**Given instruction:** Copy only this range: the line with "AR overlay engine: identify the stone gate" through the final line of the material, inclusive at both ends.

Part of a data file
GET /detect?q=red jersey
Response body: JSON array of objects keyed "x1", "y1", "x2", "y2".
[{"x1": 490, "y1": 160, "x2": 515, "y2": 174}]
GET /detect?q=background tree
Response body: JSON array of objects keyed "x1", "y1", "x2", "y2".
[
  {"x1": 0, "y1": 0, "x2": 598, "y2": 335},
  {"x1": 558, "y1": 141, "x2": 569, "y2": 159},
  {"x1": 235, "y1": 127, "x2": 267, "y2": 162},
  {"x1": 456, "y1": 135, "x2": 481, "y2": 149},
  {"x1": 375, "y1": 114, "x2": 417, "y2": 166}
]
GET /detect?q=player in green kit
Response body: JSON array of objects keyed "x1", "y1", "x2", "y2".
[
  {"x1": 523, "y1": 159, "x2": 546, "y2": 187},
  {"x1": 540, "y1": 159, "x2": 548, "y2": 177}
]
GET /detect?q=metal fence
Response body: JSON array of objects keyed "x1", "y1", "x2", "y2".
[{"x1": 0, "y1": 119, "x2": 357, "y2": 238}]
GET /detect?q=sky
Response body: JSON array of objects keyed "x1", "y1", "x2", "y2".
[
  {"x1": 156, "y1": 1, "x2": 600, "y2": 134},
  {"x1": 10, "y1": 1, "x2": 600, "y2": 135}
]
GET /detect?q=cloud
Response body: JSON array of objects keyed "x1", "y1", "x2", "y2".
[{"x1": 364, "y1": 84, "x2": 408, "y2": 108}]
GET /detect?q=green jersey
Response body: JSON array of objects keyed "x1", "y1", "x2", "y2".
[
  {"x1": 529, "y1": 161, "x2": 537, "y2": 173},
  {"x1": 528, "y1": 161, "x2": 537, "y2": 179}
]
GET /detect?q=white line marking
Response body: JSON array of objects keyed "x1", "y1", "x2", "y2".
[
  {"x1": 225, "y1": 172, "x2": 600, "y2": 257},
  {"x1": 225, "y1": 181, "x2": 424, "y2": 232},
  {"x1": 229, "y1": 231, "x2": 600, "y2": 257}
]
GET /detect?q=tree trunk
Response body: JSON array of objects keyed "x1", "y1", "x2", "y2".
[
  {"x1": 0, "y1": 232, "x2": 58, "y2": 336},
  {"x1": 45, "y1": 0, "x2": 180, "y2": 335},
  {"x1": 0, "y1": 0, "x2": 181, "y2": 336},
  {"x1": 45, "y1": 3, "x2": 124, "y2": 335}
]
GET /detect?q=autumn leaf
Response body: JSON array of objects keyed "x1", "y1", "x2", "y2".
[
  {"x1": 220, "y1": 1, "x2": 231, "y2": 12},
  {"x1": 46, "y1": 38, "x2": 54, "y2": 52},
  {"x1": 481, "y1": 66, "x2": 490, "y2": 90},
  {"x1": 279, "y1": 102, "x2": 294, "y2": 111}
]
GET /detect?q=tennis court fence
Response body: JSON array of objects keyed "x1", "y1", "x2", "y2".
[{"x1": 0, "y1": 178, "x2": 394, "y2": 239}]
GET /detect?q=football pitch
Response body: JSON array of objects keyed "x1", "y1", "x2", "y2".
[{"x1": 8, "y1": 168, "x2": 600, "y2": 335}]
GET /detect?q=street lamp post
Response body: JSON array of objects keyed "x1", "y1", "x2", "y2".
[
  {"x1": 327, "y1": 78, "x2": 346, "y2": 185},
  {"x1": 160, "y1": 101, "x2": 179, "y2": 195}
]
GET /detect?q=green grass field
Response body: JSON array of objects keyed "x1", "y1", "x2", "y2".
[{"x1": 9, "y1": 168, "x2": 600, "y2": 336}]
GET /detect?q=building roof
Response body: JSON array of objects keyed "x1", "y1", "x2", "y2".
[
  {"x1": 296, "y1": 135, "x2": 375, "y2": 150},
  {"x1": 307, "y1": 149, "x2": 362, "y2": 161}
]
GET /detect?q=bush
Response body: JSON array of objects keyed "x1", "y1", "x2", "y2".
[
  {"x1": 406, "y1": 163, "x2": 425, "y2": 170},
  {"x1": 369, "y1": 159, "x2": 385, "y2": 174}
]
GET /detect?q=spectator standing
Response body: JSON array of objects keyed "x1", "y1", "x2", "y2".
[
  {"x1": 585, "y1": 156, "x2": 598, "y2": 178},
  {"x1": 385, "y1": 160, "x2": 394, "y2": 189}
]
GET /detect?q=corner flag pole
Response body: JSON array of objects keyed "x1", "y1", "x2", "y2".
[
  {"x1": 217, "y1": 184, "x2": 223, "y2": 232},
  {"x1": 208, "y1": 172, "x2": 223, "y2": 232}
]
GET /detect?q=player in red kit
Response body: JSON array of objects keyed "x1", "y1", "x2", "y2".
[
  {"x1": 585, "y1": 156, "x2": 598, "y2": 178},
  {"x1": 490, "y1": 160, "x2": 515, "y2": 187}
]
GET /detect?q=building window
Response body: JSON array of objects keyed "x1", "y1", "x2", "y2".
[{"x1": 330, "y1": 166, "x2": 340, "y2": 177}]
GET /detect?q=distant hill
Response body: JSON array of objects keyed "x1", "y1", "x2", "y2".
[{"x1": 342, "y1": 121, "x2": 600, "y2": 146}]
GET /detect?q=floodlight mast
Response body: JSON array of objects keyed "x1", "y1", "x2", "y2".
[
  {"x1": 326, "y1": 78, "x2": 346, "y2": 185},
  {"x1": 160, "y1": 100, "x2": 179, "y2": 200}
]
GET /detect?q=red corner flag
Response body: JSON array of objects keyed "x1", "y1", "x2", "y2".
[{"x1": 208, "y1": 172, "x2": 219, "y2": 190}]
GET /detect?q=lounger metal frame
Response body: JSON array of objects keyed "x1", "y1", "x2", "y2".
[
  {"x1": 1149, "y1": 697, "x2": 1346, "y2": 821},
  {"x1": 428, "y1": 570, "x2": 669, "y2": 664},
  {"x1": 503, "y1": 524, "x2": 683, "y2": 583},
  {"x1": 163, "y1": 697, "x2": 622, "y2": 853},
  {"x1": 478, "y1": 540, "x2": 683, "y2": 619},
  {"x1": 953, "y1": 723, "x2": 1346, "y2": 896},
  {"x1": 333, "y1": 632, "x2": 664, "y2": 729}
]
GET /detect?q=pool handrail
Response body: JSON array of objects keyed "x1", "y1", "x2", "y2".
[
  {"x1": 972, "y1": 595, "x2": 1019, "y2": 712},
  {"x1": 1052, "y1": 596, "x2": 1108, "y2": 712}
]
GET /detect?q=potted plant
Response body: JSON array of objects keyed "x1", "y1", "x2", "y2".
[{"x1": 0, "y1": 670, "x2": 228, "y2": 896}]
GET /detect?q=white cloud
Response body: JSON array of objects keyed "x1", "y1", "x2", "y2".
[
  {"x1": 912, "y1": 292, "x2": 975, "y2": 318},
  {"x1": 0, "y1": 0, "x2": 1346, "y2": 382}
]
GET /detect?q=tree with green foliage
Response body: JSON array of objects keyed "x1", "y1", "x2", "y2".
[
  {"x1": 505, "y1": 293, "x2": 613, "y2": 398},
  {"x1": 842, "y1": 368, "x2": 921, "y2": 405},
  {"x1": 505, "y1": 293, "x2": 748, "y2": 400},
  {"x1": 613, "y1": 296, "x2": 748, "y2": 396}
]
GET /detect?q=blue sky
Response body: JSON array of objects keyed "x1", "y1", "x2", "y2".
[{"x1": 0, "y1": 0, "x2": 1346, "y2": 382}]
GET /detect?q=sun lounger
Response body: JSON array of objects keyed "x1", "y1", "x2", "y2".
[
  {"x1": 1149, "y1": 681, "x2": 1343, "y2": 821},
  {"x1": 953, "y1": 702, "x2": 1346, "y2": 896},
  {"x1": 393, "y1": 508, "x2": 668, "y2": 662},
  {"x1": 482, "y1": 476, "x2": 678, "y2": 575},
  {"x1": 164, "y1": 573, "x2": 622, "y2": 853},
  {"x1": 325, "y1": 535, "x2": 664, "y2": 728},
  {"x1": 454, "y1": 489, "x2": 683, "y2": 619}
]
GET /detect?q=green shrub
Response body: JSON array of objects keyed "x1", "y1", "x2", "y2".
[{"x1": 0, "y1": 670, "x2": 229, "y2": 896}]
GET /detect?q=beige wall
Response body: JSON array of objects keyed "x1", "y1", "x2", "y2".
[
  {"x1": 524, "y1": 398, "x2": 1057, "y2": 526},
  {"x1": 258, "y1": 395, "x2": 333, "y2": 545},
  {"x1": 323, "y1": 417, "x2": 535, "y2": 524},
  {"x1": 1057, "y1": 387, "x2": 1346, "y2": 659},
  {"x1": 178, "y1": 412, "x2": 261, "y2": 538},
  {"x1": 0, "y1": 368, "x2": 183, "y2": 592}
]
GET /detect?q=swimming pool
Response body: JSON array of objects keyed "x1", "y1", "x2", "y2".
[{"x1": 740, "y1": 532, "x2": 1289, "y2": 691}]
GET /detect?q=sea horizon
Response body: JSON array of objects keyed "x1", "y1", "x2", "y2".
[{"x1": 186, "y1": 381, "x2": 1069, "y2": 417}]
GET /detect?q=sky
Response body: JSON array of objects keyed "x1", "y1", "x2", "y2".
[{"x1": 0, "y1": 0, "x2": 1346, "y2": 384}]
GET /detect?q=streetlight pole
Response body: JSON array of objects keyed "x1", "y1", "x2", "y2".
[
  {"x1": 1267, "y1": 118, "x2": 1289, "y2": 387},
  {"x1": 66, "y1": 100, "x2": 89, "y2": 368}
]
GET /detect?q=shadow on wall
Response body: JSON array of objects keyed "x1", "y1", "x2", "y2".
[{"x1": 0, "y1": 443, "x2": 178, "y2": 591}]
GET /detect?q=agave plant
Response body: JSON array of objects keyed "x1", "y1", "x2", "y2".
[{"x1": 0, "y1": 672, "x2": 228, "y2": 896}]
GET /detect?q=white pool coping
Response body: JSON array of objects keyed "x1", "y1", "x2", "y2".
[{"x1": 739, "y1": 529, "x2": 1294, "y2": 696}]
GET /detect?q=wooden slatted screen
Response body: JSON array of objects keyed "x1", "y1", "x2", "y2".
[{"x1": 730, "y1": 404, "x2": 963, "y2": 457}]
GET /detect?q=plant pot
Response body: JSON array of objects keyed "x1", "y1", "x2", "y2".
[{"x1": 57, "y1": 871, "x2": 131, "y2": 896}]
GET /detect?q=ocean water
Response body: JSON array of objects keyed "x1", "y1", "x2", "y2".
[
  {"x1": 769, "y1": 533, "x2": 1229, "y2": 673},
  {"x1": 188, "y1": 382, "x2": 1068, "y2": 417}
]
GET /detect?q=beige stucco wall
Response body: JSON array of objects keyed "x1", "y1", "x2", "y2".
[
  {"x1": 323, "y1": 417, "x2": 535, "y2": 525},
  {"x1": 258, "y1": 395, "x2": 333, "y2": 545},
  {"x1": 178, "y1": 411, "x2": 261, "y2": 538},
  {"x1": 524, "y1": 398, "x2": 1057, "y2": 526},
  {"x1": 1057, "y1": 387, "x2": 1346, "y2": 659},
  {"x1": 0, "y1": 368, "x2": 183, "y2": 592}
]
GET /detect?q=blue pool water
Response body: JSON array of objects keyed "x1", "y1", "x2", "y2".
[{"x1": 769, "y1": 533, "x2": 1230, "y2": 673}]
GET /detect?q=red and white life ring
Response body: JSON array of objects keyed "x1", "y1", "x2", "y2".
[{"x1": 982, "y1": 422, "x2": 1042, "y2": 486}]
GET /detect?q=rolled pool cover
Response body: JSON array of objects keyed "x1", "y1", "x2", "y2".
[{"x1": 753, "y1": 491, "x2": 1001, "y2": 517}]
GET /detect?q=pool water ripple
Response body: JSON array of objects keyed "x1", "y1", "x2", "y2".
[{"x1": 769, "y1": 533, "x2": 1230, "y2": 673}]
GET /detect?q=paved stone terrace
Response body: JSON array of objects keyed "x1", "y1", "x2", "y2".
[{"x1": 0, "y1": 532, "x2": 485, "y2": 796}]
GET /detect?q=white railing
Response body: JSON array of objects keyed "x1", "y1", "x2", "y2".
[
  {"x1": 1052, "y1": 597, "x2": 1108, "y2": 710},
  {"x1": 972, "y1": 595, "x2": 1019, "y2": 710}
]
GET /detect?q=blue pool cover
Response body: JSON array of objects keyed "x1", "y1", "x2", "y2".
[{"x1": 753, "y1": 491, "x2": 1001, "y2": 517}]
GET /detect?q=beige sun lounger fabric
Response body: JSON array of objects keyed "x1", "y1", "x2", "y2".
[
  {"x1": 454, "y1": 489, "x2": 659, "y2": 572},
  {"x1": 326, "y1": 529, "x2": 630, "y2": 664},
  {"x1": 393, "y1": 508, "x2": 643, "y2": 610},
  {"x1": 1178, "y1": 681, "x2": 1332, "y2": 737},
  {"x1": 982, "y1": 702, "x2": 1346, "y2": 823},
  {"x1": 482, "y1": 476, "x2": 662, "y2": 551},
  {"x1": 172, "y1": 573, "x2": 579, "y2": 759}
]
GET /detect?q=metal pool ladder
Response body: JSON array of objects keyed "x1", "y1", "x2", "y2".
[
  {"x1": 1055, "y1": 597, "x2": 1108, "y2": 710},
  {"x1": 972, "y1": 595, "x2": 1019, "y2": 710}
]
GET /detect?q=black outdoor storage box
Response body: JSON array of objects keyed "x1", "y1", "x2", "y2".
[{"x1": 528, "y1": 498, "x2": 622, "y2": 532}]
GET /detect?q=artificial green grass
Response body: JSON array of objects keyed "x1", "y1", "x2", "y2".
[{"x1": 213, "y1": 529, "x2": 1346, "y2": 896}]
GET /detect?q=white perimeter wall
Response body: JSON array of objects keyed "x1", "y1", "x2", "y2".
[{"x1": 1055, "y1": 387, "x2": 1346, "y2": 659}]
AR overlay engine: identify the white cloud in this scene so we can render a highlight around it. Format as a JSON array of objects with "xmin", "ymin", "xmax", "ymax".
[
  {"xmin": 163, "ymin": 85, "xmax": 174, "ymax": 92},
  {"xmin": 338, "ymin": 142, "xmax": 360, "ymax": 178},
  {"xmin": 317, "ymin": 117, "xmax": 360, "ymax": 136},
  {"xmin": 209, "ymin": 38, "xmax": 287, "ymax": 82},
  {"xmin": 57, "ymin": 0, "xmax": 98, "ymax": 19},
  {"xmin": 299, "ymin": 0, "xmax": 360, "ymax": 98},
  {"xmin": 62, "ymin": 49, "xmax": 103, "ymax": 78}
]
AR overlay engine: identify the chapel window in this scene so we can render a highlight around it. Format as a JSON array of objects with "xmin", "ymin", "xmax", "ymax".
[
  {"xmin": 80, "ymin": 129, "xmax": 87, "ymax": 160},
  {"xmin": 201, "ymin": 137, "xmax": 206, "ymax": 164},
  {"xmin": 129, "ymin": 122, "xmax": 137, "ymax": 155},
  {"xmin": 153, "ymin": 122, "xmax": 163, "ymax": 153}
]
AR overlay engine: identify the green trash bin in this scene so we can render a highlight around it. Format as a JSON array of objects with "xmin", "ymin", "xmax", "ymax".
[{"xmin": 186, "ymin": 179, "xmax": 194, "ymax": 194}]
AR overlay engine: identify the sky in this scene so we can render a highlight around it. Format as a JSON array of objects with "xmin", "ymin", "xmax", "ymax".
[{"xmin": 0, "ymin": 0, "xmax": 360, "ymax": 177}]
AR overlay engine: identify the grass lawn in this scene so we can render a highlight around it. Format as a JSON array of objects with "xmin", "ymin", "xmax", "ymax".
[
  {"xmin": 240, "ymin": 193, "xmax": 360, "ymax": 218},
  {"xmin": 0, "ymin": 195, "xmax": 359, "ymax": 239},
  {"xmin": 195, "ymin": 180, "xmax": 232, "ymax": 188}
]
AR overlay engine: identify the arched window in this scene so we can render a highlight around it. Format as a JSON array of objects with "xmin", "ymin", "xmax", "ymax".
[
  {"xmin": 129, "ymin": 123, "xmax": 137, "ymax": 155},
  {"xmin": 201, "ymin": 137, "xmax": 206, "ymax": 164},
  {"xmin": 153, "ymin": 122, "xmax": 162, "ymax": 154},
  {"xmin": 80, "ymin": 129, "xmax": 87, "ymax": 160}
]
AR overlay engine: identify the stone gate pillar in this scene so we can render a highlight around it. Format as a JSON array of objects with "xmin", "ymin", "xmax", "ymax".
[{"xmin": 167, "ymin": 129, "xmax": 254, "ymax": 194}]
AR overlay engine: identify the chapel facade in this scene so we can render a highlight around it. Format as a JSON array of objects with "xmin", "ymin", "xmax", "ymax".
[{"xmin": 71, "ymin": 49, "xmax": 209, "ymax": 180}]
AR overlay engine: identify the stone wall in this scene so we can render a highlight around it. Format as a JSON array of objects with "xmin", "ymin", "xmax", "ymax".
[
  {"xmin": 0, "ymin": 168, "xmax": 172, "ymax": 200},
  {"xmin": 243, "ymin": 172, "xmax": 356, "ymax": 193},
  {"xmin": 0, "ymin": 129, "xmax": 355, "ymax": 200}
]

**Output of the exercise:**
AR overlay engine: identify the stone gate pillar in this scene so we can render a highlight around it. Format as a JSON array of objects with "xmin", "ymin", "xmax", "ymax".
[{"xmin": 167, "ymin": 129, "xmax": 254, "ymax": 194}]
AR overlay engine: identify the chapel facade in this scene so we can render a highlight around it. Format as a JSON array of objects with "xmin", "ymin", "xmax", "ymax".
[{"xmin": 71, "ymin": 49, "xmax": 209, "ymax": 180}]
AR overlay engine: identify the stone wall in this scene so we can render a highlight around it. Format as a JSON array of objects with "xmin", "ymin", "xmax", "ymax".
[
  {"xmin": 0, "ymin": 168, "xmax": 172, "ymax": 200},
  {"xmin": 243, "ymin": 172, "xmax": 356, "ymax": 193},
  {"xmin": 0, "ymin": 129, "xmax": 355, "ymax": 200}
]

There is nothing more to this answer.